WORK TO DO: Copy the listing below line for line, changing nothing.

Excerpts from location labeling data
-- START --

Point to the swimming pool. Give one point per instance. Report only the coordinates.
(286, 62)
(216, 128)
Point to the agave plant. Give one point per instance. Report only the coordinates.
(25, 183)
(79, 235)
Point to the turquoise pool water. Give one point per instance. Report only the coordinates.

-- END --

SOLVED PROBLEM:
Point to the swimming pool. Give one point per instance. Report only the coordinates.
(286, 62)
(216, 128)
Point to the agave plant. Give one point per instance. Report only the coordinates.
(25, 183)
(79, 235)
Point to the turquoise pool water. Give one point per instance. Report only the coordinates.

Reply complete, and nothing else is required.